# Your objective
Please write out the passage on the Newark News word for word, starting with "It took until" and going on through "to the Star-Ledger.".

# Extract to read
+ + +
It had been for most of the 20th century until its demise, the newspaper of record in New Jersey and a highly respected news medium that wielded considerable political power and ranked with the country's best newspapers.

To many, myself included, the Newark News was "The New York Times of New Jersey" and a publishing institution that dominated the State's publishing scene.

Before I go into what the Newark News was about, I'd like to go into its death, because this era looms freshest in my memory.

The beginning of the end came as the 98-year old paper was already falling into a sharp decline, circulation wise, for the first time in its history being surpassed in both daily and Sunday circulation by the Newark Star-Ledger.

The 'clincher' was in February 1971 when the newsroom, which had never been (union) organized, voted to go out on strike. They walked out in May 1971.

It took until April 1972 for the strike to be settled, and for the News to resume publication.

But by then it was too late.

The paper's owners, Media General, which had bought the paper two years earlier from the founding Scudder family, had already sold the Sunday News, along with its presses, to the Star-Ledger.

The sale to Media General in 1970 had been made by Edward M. Scudder and Richard Scudder as co-owners. Edward was president. Richard was publisher.

During the lengthy strike, many of the Newark News top staffers had found jobs or were lured to jobs elsewhere. Longtime News readers had gotten used to the Star-Ledger for their daily news needs, and many large advertisers had opted for keeping their ads with what seemed like a more reliable Star-Ledger, which by now had a huge daily circulation of over 400,000.

News Printed at Ledger

From the time of the Newark News strike settlement in April 1972 until the paper ceased publication on August 31, 1972, the daily editions of the Newark Evening News were printed on Star-Ledger presses. And now "The Gray Lady on Market Street" was dead1.

An Intimate Look at News Operations

The News, under the founding Scudder family, for 96 of its 98-year life, was a great place to work and attracted and developed some of the finest journalists of its era.

Its coverage was statewide, and it had dozens of news bureaus scattered throughout the state, with local staffers on the scene, a large Trenton bureau in the State Capital before other New Jersey papers ever got to Trenton, and a bureau in Washington, D. C.
+ + +
# Information shown
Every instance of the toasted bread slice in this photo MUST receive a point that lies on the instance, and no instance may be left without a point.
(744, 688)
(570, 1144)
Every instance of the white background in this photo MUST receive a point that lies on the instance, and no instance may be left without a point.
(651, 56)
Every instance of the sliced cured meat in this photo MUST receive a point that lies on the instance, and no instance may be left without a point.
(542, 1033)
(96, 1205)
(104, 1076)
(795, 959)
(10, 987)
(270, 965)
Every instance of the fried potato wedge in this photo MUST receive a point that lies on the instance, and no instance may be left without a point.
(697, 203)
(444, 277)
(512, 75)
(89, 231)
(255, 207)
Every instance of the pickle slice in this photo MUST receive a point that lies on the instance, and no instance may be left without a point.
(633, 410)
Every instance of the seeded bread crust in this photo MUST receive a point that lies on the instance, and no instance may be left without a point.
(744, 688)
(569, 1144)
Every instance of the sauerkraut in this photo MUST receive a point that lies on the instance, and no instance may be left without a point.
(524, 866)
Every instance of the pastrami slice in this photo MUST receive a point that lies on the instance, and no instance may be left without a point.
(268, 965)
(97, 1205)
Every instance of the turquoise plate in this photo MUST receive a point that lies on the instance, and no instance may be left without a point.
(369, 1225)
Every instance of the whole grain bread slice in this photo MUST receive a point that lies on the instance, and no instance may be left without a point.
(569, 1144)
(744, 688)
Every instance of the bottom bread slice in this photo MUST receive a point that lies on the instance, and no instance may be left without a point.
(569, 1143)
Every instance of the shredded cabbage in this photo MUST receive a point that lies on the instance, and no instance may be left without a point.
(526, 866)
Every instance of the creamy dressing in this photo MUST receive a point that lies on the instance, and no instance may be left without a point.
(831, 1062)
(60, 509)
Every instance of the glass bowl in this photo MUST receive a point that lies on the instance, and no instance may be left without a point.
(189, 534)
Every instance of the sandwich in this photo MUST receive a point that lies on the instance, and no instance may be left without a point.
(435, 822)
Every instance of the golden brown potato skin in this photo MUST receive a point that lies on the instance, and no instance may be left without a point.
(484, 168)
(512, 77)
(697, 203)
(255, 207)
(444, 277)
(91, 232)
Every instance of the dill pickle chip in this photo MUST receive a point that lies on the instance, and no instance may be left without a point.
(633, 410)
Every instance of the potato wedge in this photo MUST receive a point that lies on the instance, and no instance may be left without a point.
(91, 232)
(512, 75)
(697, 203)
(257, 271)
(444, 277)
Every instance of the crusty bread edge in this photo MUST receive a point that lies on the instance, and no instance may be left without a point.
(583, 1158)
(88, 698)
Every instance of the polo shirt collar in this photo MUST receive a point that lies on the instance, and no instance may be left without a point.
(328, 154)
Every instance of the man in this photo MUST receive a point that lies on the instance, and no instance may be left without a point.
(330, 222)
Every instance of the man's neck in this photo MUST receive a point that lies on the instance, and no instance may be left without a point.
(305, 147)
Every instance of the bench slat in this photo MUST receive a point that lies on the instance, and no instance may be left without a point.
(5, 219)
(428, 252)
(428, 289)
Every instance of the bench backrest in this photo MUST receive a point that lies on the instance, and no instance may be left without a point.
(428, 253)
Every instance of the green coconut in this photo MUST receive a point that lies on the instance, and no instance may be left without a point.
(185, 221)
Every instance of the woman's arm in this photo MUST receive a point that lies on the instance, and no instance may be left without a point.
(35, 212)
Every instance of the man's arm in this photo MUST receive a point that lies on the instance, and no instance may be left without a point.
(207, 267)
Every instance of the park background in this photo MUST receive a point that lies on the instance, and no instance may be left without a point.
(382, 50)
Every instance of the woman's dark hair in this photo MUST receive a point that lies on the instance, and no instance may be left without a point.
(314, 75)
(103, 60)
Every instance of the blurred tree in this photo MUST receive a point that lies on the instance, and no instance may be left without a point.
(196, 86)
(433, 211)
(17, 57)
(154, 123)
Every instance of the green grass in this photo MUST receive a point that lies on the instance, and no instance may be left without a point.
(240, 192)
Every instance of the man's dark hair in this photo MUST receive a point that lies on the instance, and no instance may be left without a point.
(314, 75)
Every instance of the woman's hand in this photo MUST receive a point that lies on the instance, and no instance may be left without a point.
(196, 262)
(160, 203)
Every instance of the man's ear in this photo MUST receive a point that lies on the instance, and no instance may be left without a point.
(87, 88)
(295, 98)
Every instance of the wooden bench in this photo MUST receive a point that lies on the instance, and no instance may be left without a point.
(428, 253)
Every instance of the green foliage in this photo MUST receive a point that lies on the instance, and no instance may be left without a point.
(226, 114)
+ + +
# Task result
It took until April 1972 for the strike to be settled, and for the News to resume publication.

But by then it was too late.

The paper's owners, Media General, which had bought the paper two years earlier from the founding Scudder family, had already sold the Sunday News, along with its presses, to the Star-Ledger.